**Extract**
# i think i'm ready



## abu (Nov 28, 2006)

I've been trying to do my home work for the past year and I think I'm ready to buy. I can't believe how much time I have put into looking for my first yak, but I will tell you I've enjoyed every minute of it.

I narrowed my choices down to 3 being the OK Caper, WS T120 and the MR 12. This decision was made on looking at a lot of different models and reading about a lot of different models. I went on what I thought would work best for me the way I wanted to use the yak and just what looked best to my eye.

I finally got a chance to paddle all 3 even though it wasn't for very long. I do not think I could go wrong with any of these as I believe they are all very good boats. I think each one has it's strengths and weaknesses so I would not put down any of these with the limited in boat experience that I have.

With all that being said I believe I have decided on the Liquid Logic MR12. I really believe this is the best boat for me and for how I would use a yak. I think it looks awesome and can't wait to get on the water in my own boat.

That being said I would like to ask you guys with all the experience if there are reasons that I may not have been able to uncover on my own, why I should not go with this yak. I know everyone has their own opinion but are there defects in this boat or is the manufacturer about to go out of business?

Any input pro or con would be appreciated.

Thanks


----------



## abu (Nov 28, 2006)

Another question. How do you know which year model you are buying? Is there a way to know if you are buying last years model?

Thanks


----------



## ruthless (Sep 5, 2003)

2006 and earlier have the plug in the seat, 2007 does not, 2008 models are branded under Native Watercraft not Liquid Logic.


----------



## Nethuns88 (Dec 28, 2007)

Im still a noob, but i have looked at the boat you are looking at and it looks like its well made, Im about to buy m first yak so i know what your going threw. Im going with a hobie quest.


----------



## kq6 (Dec 16, 2003)

oh stop it!

your not ready.

just stay on land.



its safer

cheaper

easy to pee(evacuating bowels.....thats a given)

large coolers of beer are attainable(check last reason)

you can go back to your vehicle and get something you forgot

stay dry

no seasickness

wont lose gear in 30' of water

no shark attack

you can talk to more babes on the beach than on a kayak

your battery to your fishfinder wont be forgotten at home still on the charger

your paddle wont leave you in the middle of the ocean

no injuries due to rebar sticking out of pillings

you wont get water in your "dry" box and corrode you gps, phone, or camera

its not dangerous if you light dies

no wind/current to mess with you

4+ foot waves dont matter

boats dont hit you

jet ski's dont hit you

you wont turtle

your significant other cant drive down and get in touch with you to call your fishing time short(remember, your phone corroded in the "dry" box)

**Exercise description**
Copy the kayak thread word for word, from "Another question. How" up to and including "(Sep 5, 2003)".

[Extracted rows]
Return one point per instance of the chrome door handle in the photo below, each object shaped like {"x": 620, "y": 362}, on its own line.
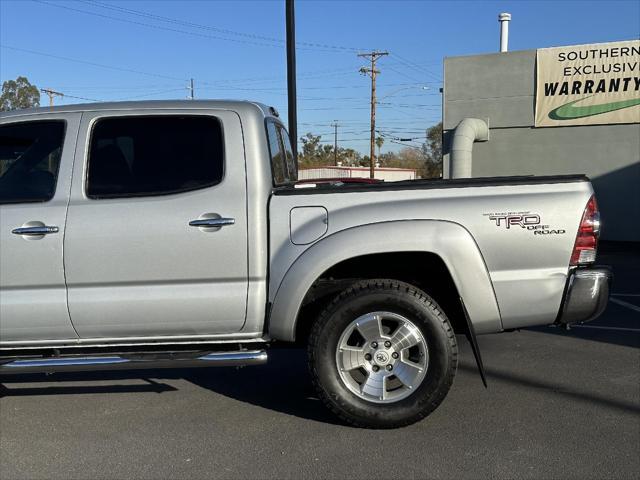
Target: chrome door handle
{"x": 212, "y": 222}
{"x": 43, "y": 230}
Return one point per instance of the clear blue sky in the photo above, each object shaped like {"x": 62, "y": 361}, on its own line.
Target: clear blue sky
{"x": 235, "y": 49}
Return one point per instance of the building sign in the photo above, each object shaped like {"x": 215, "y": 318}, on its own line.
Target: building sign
{"x": 588, "y": 84}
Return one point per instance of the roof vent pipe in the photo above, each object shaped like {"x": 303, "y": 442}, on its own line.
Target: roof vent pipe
{"x": 469, "y": 130}
{"x": 504, "y": 19}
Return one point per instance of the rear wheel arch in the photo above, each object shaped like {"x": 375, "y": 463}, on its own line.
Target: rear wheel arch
{"x": 445, "y": 247}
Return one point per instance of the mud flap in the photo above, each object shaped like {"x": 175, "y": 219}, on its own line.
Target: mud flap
{"x": 471, "y": 336}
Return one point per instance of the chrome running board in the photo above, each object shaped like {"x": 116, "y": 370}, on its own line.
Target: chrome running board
{"x": 133, "y": 361}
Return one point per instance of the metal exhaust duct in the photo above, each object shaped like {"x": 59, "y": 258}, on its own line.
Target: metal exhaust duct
{"x": 504, "y": 19}
{"x": 468, "y": 131}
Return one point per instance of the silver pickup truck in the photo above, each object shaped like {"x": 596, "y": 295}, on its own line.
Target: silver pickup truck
{"x": 172, "y": 234}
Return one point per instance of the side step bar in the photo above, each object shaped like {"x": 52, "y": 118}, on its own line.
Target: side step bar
{"x": 134, "y": 361}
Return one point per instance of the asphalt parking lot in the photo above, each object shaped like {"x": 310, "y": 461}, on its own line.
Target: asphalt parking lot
{"x": 559, "y": 405}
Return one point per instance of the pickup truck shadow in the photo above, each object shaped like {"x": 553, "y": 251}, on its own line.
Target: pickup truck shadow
{"x": 282, "y": 385}
{"x": 150, "y": 385}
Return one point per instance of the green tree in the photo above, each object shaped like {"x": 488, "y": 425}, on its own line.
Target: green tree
{"x": 19, "y": 93}
{"x": 432, "y": 151}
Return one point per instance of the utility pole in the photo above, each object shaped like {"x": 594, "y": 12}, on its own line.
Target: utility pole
{"x": 335, "y": 142}
{"x": 292, "y": 99}
{"x": 51, "y": 94}
{"x": 372, "y": 72}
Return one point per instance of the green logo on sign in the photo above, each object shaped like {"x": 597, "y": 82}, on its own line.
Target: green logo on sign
{"x": 569, "y": 112}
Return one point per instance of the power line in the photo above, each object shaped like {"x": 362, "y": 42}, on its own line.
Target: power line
{"x": 111, "y": 67}
{"x": 416, "y": 66}
{"x": 175, "y": 30}
{"x": 212, "y": 28}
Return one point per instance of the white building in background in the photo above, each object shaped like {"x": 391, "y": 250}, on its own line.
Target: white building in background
{"x": 381, "y": 173}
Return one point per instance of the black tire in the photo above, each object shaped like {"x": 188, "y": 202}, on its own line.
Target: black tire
{"x": 395, "y": 297}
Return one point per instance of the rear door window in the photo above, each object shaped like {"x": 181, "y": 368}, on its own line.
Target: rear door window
{"x": 283, "y": 164}
{"x": 154, "y": 155}
{"x": 30, "y": 155}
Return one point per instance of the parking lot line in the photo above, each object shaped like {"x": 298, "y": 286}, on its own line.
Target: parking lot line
{"x": 626, "y": 304}
{"x": 620, "y": 329}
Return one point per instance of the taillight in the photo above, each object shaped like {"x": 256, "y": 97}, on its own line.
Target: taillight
{"x": 584, "y": 250}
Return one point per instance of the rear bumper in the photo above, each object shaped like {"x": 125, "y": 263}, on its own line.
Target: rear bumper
{"x": 586, "y": 295}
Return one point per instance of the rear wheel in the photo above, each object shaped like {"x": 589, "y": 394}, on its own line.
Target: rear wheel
{"x": 382, "y": 355}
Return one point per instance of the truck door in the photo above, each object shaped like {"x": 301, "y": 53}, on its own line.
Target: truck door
{"x": 156, "y": 242}
{"x": 36, "y": 160}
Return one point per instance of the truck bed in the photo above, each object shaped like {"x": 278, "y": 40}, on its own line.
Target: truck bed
{"x": 424, "y": 184}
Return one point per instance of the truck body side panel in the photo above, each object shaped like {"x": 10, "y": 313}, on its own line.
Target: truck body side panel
{"x": 528, "y": 270}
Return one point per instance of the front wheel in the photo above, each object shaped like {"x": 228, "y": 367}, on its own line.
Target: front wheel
{"x": 382, "y": 355}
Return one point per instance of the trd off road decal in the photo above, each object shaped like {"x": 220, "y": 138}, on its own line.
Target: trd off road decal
{"x": 525, "y": 220}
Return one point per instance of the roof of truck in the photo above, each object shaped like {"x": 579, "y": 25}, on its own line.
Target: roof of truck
{"x": 147, "y": 105}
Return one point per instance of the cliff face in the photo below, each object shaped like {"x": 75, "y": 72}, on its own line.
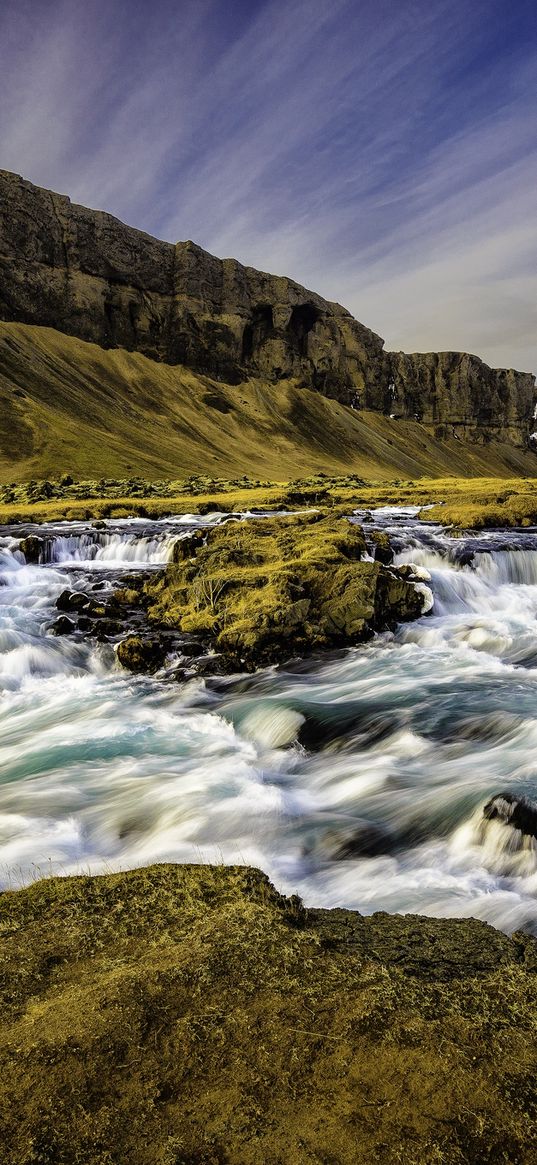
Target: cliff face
{"x": 459, "y": 395}
{"x": 86, "y": 274}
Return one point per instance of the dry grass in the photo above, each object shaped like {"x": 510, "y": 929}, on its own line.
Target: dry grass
{"x": 70, "y": 407}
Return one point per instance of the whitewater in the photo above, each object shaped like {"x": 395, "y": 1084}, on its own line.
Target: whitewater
{"x": 354, "y": 779}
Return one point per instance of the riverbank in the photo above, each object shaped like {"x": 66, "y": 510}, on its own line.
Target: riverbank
{"x": 461, "y": 502}
{"x": 184, "y": 1014}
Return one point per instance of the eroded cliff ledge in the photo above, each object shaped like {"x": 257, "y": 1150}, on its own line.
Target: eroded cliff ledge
{"x": 86, "y": 274}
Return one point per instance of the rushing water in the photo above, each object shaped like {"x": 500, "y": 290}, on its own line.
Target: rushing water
{"x": 358, "y": 779}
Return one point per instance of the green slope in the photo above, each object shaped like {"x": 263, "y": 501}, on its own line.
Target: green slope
{"x": 68, "y": 406}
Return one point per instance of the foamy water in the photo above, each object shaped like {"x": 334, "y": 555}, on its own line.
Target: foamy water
{"x": 358, "y": 779}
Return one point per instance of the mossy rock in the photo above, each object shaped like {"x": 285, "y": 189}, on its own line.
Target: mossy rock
{"x": 191, "y": 1014}
{"x": 269, "y": 588}
{"x": 33, "y": 548}
{"x": 141, "y": 655}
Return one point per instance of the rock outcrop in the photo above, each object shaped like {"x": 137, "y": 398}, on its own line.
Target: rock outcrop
{"x": 459, "y": 395}
{"x": 190, "y": 1015}
{"x": 86, "y": 274}
{"x": 262, "y": 592}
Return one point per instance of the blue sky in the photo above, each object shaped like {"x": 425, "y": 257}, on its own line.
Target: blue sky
{"x": 382, "y": 153}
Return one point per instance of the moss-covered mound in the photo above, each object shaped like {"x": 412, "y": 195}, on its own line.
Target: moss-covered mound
{"x": 266, "y": 590}
{"x": 188, "y": 1015}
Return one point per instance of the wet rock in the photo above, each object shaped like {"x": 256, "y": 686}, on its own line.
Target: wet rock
{"x": 382, "y": 550}
{"x": 63, "y": 626}
{"x": 186, "y": 548}
{"x": 33, "y": 548}
{"x": 105, "y": 628}
{"x": 191, "y": 649}
{"x": 72, "y": 600}
{"x": 140, "y": 655}
{"x": 265, "y": 592}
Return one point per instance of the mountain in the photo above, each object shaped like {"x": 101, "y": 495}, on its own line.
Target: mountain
{"x": 216, "y": 361}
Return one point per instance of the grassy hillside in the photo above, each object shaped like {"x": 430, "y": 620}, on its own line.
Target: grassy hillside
{"x": 70, "y": 407}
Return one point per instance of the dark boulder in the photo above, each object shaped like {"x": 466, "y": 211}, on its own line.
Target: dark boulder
{"x": 141, "y": 655}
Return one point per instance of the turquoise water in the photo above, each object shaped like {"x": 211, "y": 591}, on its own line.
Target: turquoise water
{"x": 357, "y": 779}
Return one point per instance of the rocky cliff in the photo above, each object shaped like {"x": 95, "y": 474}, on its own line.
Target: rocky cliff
{"x": 86, "y": 274}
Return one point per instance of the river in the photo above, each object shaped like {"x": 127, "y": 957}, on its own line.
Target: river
{"x": 354, "y": 779}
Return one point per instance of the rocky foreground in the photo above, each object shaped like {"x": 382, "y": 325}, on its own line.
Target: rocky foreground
{"x": 190, "y": 1015}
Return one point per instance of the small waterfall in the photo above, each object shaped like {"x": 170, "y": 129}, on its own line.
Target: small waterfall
{"x": 506, "y": 567}
{"x": 355, "y": 779}
{"x": 110, "y": 549}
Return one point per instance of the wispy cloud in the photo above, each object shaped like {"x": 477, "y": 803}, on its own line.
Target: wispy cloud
{"x": 382, "y": 153}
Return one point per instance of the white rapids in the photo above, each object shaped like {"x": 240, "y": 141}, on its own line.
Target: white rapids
{"x": 355, "y": 779}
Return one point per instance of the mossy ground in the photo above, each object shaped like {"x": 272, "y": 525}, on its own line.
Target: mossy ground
{"x": 465, "y": 502}
{"x": 190, "y": 1016}
{"x": 263, "y": 591}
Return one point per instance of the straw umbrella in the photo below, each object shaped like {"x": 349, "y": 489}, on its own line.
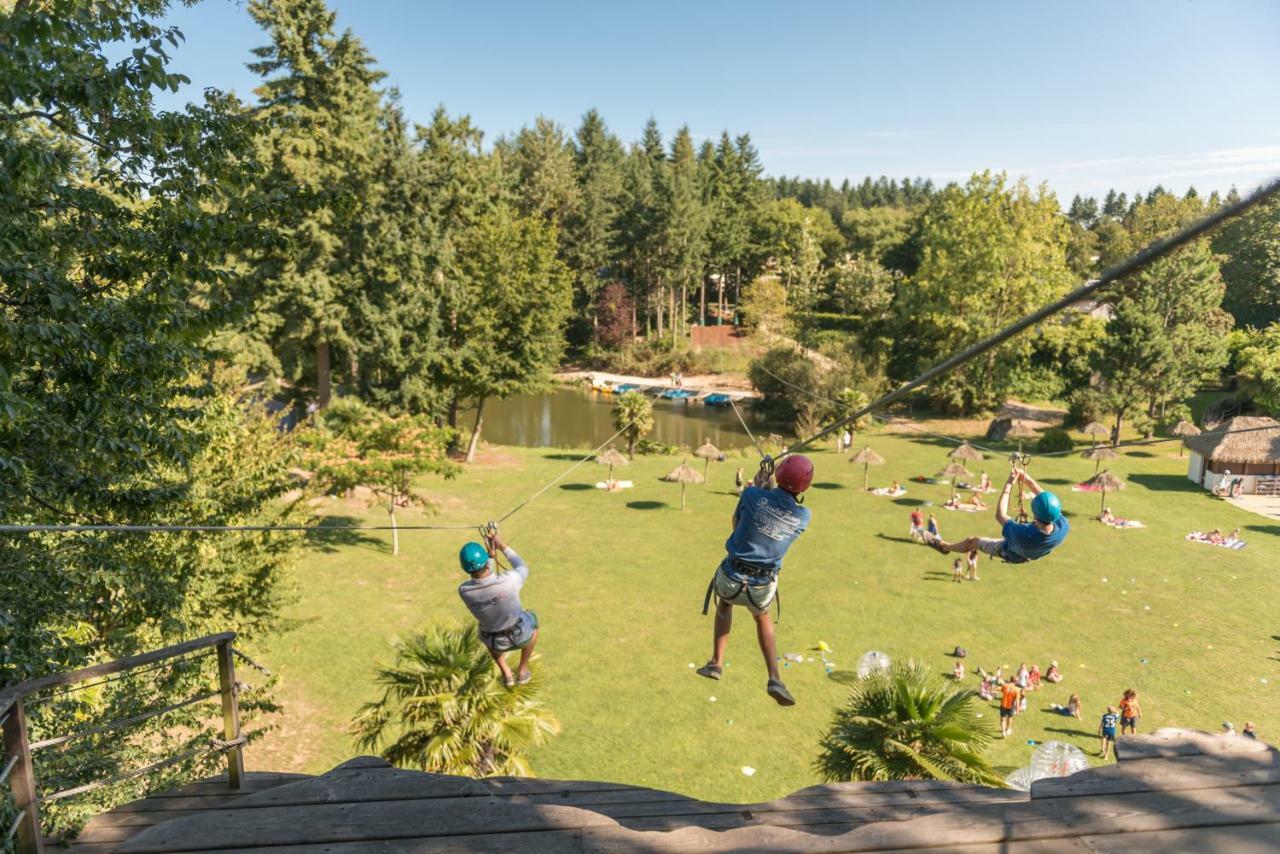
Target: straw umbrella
{"x": 612, "y": 457}
{"x": 1095, "y": 430}
{"x": 707, "y": 452}
{"x": 1182, "y": 430}
{"x": 1098, "y": 455}
{"x": 1109, "y": 483}
{"x": 965, "y": 452}
{"x": 954, "y": 473}
{"x": 868, "y": 459}
{"x": 684, "y": 475}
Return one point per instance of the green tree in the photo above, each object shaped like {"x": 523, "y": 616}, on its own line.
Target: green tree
{"x": 632, "y": 415}
{"x": 444, "y": 709}
{"x": 383, "y": 455}
{"x": 1169, "y": 330}
{"x": 506, "y": 332}
{"x": 590, "y": 233}
{"x": 906, "y": 722}
{"x": 1251, "y": 264}
{"x": 1258, "y": 368}
{"x": 992, "y": 252}
{"x": 684, "y": 228}
{"x": 764, "y": 305}
{"x": 321, "y": 108}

**Solution below**
Another question. How do you know which year model you are buying? Is there a way to know if you are buying last years model?

Thanks


----------



## ruthless (Sep 5, 2003)